Text shown.
This organization later opened up Disney stores that contributed to its high success rates. In 1994 it released the Lion King and many other successful animated films. It created Hollywood records and music and released books as well for new audiences. In the 2000s, the company tapped into the benefits of mergers as was the case with the Pixar animations merger that occurred in 2006 (Gabler, 2007). Others included the Fox family in 2001. Saban entertainment in 2002, New Horizon in 2007, and most recently Marvel entertainment in 2009. It should be noted that these are all full acquisitions, partial acquisitions have also taken place in line with the firm’s strategic objectives. Examples here included Muppets and Henson production which remain partly owned by Sony Pictures and Sesame workshop respectively (Gabler, 2007).

Products and services offered

As mentioned earlier, one of the biggest strengths of this company is its diversification. Products and services are not just randomly selected as every new innovation is associated with its core mission and strategic objectives. Consequently, most of the business units revolve around the family theme and are associated with entertainment/ media. The first and arguably the most prominent is its film studio called Walt Disney motion pictures. This organization also has a series of cable TV networks like ESPN, ABC Family and Disney channel. The cable networks were a result of motivational influences as well. The Effectance motivation theory by Harter (1981) states that a person goes through a lot of enjoyment upon mastering a certain skill and this in itself is intrinsic motivation. However, failure to succeed leads to the use of extrinsic motivations. The latter firm enjoyed the success of its film studio works and therefore opted to continue with this through cable television networks. Furthermore, the theatre and recording aspects of the business also fall under the latter department. Its merchandising business has also been a crucial revenue contributor owing to the use of its characters in marketing various products such as crockery, clothes and many others. The company publishes several children’s books and has a formidable publishing division within its operations. It also has a theme park division where eleven theme parks are either owned or franchised by the company. In this area, the company has a cruise line and also offers several traveling-based services. It has a wide range of internet operations that are covered in its Media networks division (Walt Disney corporation, 2010)

General financials for the last five years

In 2005, the stock price for Disney’s share was $29, it decreased to 25 in 2006 and went up in 2007 to 35. From 2008 to 2010, the stock prices were $30, $24, and $35 in that order. The most dramatic decrease, therefore, occurred in 2009 when its prices fell to 17 dollars per share. This was brought on by external factors i.e. the recession. However, the company appears to be back on its feet and it seems as though 2010 has been a year of retort since stock prices have improved dramatically. The following is a summary of revenue streams for the company between 2005-2010: 5,137,000,000dollars, 6491,000,000dollars, 7,827,000,000dollars, 8445,000,000 dollars, 9, 867,000,000dollars and 8,580,000,000 dollars respectively. As can be seen, there was a pattern of increased revenue streams from the company within the past five years with steady increases reported each year except between 2009 and 2010. A decrease of 16 million dollars’ worth of company revenue was reported owing to the external conditions in the country. However, the company quickly reacted to these changes in 2010 by trying to reduce its non-recurring expenses to keep net incomes at a steady price. (Walt Disney corporation, 2010). This financial resilience by the company can best be explained by the self-efficacy motivation theory. In the latter theory, Bandura (1997) asserts that people are often motivated when they exercise persistence in self-threatening times. Also, if this persistence is combined with safe procedures, then enhancement of self-efficacy occurs and mastery emanates. Disney Corporation rose back on its feet in trying economic times because their employees had positive expectations of self-efficacy.

Work instructions.
Continue the passage on the Walt Disney company, picking up right after its final sentence.

Rows.
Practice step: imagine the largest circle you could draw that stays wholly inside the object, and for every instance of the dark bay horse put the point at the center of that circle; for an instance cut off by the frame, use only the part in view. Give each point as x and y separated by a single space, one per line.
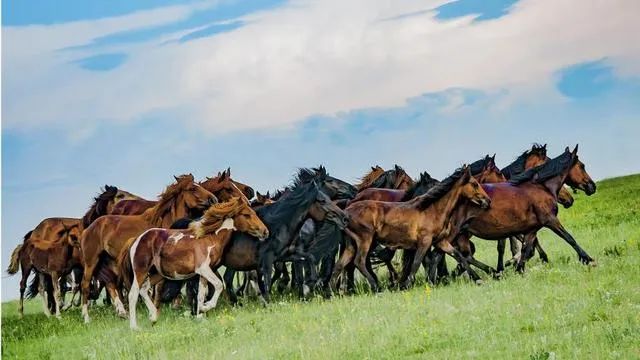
181 254
49 257
527 203
283 218
222 186
49 231
106 237
413 224
483 170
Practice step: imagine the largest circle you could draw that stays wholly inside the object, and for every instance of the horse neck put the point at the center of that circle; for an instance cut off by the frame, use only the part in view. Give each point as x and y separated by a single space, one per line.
555 183
164 221
443 207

Task result.
In terms of performance for each respective division, the Disney media network is the department with the largest revenue generation. It has contributed over five billion worth of revenues in the past 3 yrs and this has also been on a steady increase with time. Walt Disney resorts and parks are the second most productive segment for this company. This department has contributed revenues of between 1.17 billion dollars in 2005 to 2.53 billion dollars in 2010. The Disney studio entertainment division is the third-highest revenue-generating department in the company. Subsequent operations have seen revenue growth changes from 205 million dollars in 2005 to 1.4 billion dollars in 2010. Disney products have brought the company an average of 700 million dollars in 5 years. However, the worst-performing sector was the interactive and internet group which was launched in 1996. This has reported negative revenue streams from its inception and much is yet to be done to turn it into a profitable venture. The differences between performances of the various Disney divisions can best be described through the flow motivational theory. Csikszentmihalyi (1988) claims that individuals will enjoy work and be completely immersed in it when there is a match between the challenges of the job and the skills needed to meet those challenges. Indifference results when skills along with challenges in the job are too low. In the case of the worst-performing division, these conditions contributed to their continual low performances. All in all, the company is doing well financially and has played a critical role in the entertainment industry owing to its increased innovations and its adaptive nature in an ever-changing environment.


  1. Walt Disney company (2010). Corporate information.
  2. Gabler, N. (2007). Triumph of American imagination: Walt Disney. NY: Random house
  3. Reeve, J. (2009). Understanding motivation and emotion. (5th ed.). New York: Wiley.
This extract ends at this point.